-- EJERCICIO A --
Indica si cada una de estas afirmaciones concuerda con el texto extraído. Responde sí o no y cita literalmente las palabras del texto que lo deciden.
(i) Las almas malditas escriben con minúsculas.
(ii) El texto menciona una película de Werner Herzog.
(iii) La muerte aparece como una muchacha que lleva pastillas de colores en los bolsillos.

-- TEXTO EXTRAÍDO --
Las almas malditas nos enamoran con sus cartas fatídicas. Su tinta corre por el papel con la libertad que nadie más tiene. Escriben con mayúsculas para decirnos que no hay otra salida. La autodestrucción y la  abolición  de toda razón es la única salvación. No podemos negarlo, nos encanta escuchar el soundtrack de su muerte pasajera y el eco de su cuerpo cuando cae en el rincón de la vergüenza. Su voz es una poesía neurótica que se contonea en una calle interminable para decirnos: “he estado dando tumbos por ahí, lúgubre, oscura, desolada, enferma”

Es una delicia pensar en Sylvia Plath, Virginia Wolf, Ian Curtis, Kurt Cobain, cuando nuestra cabeza es un batallón de problemas.  Su bipolaridad es nuestra bipolaridad, ellos distorsionan nuestros temores infantiles, hacen de la muerte una muchacha de labios ebrios que carga en sus bolsillos pastillas de colores.

Nos gustan los suicidas románticos, aquellos que llegaron a su casa, encendieron la televisión y dejaron una película de Werner Herzog. Los que prepararon la soga mientras corría el álbum “The idiot”. Nos gustan los que descolgaron el teléfono y durmieron eternamente en el sillón. Los que dejaron la puerta abierta para que su sangre fluyera por todo el edificio, y definitivamente, nos encantan los suicidas que encendieron la luz de su lámpara para mejorar su estado de ánimo y recibir a la muchacha de labios ebrios con una sonrisa.

-- DATOS REGISTRADOS --
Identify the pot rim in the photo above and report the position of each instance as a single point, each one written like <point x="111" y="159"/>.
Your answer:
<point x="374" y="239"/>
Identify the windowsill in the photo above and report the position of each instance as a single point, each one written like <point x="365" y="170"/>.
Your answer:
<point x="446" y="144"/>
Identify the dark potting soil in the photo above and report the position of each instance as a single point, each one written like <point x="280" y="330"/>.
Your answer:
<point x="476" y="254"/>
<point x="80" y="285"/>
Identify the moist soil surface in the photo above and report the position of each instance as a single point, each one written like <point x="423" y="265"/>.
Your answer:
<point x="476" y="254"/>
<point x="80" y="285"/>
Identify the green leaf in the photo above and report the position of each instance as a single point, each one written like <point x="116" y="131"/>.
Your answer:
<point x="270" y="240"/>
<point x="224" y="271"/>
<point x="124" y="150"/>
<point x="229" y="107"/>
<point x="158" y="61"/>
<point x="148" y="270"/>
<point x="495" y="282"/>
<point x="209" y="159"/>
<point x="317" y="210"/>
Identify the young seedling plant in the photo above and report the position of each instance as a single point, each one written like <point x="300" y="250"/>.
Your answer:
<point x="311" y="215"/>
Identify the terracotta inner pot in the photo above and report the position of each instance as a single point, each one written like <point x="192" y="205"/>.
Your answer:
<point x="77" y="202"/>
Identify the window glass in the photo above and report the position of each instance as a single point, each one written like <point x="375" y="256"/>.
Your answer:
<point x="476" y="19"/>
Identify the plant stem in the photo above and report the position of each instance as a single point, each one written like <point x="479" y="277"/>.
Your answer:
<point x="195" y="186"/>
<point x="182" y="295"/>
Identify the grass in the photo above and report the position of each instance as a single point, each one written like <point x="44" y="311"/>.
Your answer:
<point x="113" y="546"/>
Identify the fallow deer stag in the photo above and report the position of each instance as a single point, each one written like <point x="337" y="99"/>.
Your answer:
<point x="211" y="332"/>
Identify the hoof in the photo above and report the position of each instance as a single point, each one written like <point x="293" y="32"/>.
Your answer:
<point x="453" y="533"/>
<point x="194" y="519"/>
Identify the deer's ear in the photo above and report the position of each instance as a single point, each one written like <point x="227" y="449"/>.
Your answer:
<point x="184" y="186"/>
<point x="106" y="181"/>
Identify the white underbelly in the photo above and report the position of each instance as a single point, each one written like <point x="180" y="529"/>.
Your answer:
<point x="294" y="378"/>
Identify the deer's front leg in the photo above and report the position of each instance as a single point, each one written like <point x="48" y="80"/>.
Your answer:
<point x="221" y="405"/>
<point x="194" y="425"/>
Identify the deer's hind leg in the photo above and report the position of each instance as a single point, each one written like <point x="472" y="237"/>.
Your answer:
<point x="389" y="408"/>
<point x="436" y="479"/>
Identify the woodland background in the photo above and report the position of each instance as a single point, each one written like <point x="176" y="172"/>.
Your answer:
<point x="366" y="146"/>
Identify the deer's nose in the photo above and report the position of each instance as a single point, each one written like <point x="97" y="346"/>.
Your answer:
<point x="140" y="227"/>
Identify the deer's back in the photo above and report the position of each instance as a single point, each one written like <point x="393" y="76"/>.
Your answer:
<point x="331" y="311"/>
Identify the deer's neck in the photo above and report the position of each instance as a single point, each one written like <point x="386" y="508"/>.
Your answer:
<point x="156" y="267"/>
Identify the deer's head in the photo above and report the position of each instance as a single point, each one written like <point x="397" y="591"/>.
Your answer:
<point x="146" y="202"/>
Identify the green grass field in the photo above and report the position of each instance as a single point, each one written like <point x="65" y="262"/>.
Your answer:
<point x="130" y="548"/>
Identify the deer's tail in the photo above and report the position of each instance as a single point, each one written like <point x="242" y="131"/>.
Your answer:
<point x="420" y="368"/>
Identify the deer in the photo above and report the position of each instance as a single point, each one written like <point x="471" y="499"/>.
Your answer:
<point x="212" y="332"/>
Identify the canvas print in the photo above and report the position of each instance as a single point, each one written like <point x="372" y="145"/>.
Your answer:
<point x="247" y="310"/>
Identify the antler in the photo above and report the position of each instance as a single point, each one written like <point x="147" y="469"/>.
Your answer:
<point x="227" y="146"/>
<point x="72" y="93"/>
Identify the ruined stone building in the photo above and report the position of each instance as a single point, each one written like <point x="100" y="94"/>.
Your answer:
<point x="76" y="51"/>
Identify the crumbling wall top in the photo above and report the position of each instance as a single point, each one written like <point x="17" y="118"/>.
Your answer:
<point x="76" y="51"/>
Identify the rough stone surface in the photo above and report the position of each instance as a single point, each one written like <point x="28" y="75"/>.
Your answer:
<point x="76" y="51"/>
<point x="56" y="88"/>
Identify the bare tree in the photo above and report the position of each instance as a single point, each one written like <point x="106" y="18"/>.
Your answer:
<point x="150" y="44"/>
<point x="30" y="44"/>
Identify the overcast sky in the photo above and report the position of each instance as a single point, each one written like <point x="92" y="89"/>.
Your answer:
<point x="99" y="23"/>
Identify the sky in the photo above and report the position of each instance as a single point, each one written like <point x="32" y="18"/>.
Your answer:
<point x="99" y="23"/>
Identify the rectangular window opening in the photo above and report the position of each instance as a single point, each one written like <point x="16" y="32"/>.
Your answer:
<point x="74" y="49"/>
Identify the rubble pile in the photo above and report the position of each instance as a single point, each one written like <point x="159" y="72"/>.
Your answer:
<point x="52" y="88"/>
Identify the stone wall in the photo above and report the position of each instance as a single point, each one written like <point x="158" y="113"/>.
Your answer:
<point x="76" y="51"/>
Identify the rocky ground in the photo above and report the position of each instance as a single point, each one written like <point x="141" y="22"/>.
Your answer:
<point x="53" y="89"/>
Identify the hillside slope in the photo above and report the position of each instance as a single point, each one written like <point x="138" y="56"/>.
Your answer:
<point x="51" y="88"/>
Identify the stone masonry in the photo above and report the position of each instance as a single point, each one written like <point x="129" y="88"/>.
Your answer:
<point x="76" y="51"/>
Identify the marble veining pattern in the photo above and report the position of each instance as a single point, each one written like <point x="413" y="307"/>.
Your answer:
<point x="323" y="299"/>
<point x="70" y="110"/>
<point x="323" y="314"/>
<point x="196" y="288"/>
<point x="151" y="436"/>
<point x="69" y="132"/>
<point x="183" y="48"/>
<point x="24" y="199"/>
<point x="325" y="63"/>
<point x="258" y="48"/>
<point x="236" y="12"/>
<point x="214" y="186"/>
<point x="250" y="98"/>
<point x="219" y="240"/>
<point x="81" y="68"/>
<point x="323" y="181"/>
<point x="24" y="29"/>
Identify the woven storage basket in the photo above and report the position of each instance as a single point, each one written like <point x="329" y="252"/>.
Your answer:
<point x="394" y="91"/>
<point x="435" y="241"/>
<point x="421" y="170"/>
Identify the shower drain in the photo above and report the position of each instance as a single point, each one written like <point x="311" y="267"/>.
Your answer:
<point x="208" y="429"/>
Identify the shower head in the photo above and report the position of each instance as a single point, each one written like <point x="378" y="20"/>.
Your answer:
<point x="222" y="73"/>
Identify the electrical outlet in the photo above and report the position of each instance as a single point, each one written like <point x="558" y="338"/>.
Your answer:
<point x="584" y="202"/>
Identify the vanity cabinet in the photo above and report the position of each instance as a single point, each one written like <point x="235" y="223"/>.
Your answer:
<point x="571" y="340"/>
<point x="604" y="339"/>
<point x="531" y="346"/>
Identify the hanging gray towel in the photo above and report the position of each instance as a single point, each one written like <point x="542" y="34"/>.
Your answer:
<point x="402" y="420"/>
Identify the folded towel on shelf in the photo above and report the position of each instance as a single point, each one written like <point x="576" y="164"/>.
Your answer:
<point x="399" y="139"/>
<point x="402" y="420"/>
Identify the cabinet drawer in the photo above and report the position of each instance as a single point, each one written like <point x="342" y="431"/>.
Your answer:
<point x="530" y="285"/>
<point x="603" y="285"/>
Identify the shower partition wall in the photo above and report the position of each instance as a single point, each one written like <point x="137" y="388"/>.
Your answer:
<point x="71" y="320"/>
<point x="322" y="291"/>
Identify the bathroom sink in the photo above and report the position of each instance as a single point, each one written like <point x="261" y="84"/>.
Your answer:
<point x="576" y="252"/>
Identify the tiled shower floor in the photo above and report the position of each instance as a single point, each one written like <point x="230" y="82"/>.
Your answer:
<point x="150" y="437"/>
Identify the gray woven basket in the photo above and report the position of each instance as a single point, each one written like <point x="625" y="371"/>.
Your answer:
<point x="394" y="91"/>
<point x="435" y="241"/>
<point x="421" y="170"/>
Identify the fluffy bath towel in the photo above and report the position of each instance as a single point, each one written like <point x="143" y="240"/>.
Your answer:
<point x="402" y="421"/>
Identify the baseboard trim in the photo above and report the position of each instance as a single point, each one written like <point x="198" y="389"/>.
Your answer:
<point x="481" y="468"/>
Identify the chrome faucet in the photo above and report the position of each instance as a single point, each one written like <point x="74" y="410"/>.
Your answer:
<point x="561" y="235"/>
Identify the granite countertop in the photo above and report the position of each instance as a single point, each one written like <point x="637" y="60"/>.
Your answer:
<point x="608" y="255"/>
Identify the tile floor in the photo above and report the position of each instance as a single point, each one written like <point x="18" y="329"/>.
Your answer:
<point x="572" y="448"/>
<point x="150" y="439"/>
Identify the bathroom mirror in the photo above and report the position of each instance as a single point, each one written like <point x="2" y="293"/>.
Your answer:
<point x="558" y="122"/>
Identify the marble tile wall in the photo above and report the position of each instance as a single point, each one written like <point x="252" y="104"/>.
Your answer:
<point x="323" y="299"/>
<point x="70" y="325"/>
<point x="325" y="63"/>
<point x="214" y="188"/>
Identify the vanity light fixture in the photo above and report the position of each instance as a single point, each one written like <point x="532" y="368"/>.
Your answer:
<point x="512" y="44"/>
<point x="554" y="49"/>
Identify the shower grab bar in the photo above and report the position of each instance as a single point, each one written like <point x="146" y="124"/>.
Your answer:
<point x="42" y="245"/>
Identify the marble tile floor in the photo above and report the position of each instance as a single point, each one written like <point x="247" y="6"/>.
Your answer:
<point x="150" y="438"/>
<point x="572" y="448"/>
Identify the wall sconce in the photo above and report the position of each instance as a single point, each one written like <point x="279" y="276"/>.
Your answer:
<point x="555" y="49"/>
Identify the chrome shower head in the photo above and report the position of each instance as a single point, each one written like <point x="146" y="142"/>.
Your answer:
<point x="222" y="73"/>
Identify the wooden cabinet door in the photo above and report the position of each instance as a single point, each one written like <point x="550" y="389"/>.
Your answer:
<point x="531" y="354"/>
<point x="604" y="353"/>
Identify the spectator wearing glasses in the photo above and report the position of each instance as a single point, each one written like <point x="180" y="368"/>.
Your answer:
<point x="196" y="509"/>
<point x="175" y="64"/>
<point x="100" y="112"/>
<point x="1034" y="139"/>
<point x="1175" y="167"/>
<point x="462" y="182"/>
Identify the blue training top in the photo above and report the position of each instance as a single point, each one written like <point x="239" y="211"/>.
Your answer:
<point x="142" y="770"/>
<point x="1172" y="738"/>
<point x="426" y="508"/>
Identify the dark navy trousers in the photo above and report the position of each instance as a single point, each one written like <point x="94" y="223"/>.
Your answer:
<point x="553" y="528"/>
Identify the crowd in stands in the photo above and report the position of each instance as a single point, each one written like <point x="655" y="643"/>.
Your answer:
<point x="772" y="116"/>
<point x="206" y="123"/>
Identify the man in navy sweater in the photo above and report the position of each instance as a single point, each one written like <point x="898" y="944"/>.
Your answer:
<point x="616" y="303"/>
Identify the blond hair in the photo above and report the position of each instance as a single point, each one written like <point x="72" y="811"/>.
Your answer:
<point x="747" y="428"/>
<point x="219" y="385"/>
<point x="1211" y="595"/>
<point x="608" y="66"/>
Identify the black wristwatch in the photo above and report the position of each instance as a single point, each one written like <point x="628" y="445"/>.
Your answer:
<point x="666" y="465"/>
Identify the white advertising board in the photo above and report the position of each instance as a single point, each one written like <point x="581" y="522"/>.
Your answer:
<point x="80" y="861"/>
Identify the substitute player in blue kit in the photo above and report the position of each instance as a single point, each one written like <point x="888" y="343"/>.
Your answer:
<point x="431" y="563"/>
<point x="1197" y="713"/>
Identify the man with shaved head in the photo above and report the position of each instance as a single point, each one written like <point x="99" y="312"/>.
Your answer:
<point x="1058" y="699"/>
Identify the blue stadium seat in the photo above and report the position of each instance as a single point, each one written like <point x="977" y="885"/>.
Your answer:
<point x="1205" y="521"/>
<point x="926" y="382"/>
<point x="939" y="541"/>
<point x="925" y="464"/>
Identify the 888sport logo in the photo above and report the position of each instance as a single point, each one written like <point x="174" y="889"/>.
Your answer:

-- EJERCICIO B --
Localiza en los registros todas las líneas que contienen la palabra "gray" y cópialas.

-- SOLUCIÓN DEL EJERCICIO A --
(i) No: "Escriben con mayúsculas para decirnos que no hay otra salida."
(ii) Sí: "encendieron la televisión y dejaron una película de Werner Herzog."
(iii) Sí: "hacen de la muerte una muchacha de labios ebrios que carga en sus bolsillos pastillas de colores."

-- SOLUCIÓN DEL EJERCICIO B --
Identify the hanging gray towel in the photo above and report the position of each instance as a single point, each one written like <point x="542" y="34"/>.
Identify the gray woven basket in the photo above and report the position of each instance as a single point, each one written like <point x="625" y="371"/>.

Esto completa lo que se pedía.